[Document text]:
Thunder Bay health unit, nurses, to go to mediation as threat of work stoppage looms

Negotiators for the Thunder Bay District Health Unit and the union representing 58 of its public health nurses are scheduled to go to mediation on Monday as both sides say they're trying to avoid a work stoppage.

1 day of mediated talks scheduled Oct. 15, strike or lockout could follow if no deal reached

58 public health nurses at the Thunder Bay health unit could be off the job next week if mediated talks scheduled for Monday fail. (Google Streetview)

Negotiators for the Thunder Bay District Health Unit and the union representing 58 of its public health nurses are scheduled to go to mediation on Monday as both sides say they're trying to avoid a work stoppage.

Two days of conciliated talks in September failed to produce a new deal and both sides head into Monday's session starting to raise the spectre of a strike or lockout. That could happen if no negotiated settlement is reached by 12:01 a.m., Tuesday.

"Our teams are going into it with a glass-half-full perspective, so we're prepared to be at the table as long as it takes, Vicki McKenna, the president of the Ontario Nurses Association, told CBC News. "However we do only have that one day."

A statement from the nurses association said that the community's health and well-being "is our first priority." McKenna added that the union is prepared to keep talking past Monday's session, but its members have given "a very strong mandate to their negotiating team."

"It's been enough already for them."

[Dataset records]:
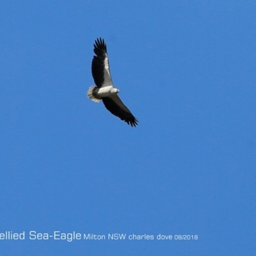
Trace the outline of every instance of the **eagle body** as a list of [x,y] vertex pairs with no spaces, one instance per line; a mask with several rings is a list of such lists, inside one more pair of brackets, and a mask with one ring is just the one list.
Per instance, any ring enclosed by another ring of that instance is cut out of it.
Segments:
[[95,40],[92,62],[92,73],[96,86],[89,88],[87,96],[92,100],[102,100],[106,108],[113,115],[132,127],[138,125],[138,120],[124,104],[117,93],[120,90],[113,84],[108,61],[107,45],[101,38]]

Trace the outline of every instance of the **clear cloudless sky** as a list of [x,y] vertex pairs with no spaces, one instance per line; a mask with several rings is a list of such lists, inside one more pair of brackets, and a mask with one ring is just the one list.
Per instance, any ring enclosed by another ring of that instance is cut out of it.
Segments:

==

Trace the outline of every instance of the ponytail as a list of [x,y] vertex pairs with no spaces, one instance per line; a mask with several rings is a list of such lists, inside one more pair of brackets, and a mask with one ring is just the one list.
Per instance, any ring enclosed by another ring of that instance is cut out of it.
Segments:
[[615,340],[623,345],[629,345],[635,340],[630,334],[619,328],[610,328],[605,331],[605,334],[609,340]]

[What you have to do]: Extend the news article about the Thunder Bay health unit nurses heading to mediation, picking up right after its final quoted sentence.

[Answer below]:
Contingencies in place, health unit says

The nurses have been without a contract since 2016, McKenna said, and remain the worst-paid in the province. She added that staffing levels are another main sticking point in negotiations.

In an emailed statement to CBC News, Lance Dyll, the health unit's director of corporate services, said that officials with the health unit "remain hopeful of an amicable resolution."

"In the event that a labour disruption cannot be avoided, the [health unit] has initiated contingency planning in regards to the continuation of services to minimize the disruption of services to clients, to the extent that is possible," he said.

McKenna said the nurses are responsible for things like disease outbreak control, providing services for new families and school immunization programs. Those services would be impacted "should the nurses be forced to strike or be locked out by their employer," the union's statement said.

McKenna said she couldn't get into specifics as to how far apart the two sides are heading into Monday's talks.